Output the entries as a two-column CSV headed entry and response, with one row per entry, starting with the line containing "Locate the man" and going on through the end of the entries. Put each entry's text and its answer in one quoted field each, and replace line breaks with spaces.

* Start Dataset records *

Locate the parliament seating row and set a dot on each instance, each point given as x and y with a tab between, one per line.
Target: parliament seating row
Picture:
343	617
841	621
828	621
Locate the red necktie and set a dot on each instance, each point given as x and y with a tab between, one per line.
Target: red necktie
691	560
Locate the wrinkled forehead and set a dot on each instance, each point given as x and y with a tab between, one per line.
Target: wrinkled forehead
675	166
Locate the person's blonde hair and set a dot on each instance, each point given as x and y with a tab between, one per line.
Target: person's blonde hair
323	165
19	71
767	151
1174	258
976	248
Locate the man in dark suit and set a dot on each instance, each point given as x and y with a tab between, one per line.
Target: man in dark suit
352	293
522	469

* End Dataset records *

● **The answer**
entry,response
"Locate the man in dark suit and set a dot on each instance, each point given as x and y with a tab between, one per line. Target: man in dark suit","352	293 522	469"